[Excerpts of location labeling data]
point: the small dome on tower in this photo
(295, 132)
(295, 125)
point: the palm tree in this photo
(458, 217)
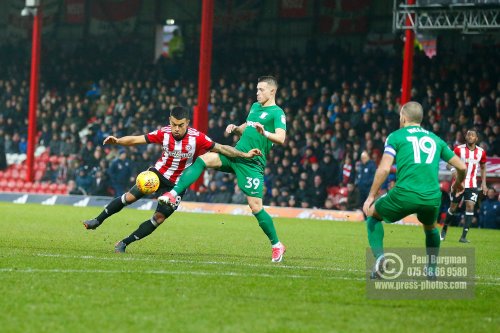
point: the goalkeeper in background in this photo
(416, 152)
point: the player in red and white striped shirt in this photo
(474, 158)
(181, 146)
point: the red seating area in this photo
(13, 179)
(336, 194)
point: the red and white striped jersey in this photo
(178, 155)
(473, 159)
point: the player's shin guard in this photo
(467, 223)
(447, 221)
(432, 242)
(190, 175)
(375, 236)
(145, 229)
(112, 208)
(267, 225)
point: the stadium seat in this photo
(43, 158)
(333, 190)
(38, 174)
(27, 187)
(44, 187)
(15, 174)
(53, 188)
(54, 159)
(62, 189)
(445, 186)
(343, 191)
(11, 186)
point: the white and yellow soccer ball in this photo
(147, 182)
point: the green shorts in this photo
(249, 174)
(395, 205)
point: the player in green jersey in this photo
(265, 126)
(416, 152)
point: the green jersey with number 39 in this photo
(271, 117)
(417, 153)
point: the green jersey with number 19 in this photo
(417, 153)
(271, 117)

Problem description: Reproduce every line of the material above verbatim, leaving out the pictures.

Problem solution:
point: the small dome on tower in this photo
(295, 132)
(295, 125)
point: the palm tree in this photo
(458, 217)
point: the goalkeeper in background in this photo
(416, 152)
point: the player in red and white striped shirt in this photo
(474, 158)
(181, 146)
point: the red seating area in this photo
(13, 179)
(336, 194)
point: the red and white striped jersey in this photo
(178, 155)
(473, 159)
point: the player's shin guard in this photo
(467, 223)
(447, 221)
(432, 242)
(190, 175)
(375, 236)
(145, 229)
(112, 208)
(267, 225)
point: the stadium seat in this photo
(43, 158)
(333, 190)
(38, 174)
(27, 187)
(44, 187)
(15, 174)
(53, 188)
(54, 159)
(62, 189)
(445, 186)
(343, 191)
(11, 186)
point: the white and yellow soccer ball in this photo
(147, 182)
point: the green shorts in this photo
(249, 174)
(395, 205)
point: the player in green jersey in this photo
(265, 126)
(416, 152)
point: the green jersey with number 39 in this photo
(271, 117)
(417, 153)
point: the green jersey with number 19 in this photo
(417, 153)
(271, 117)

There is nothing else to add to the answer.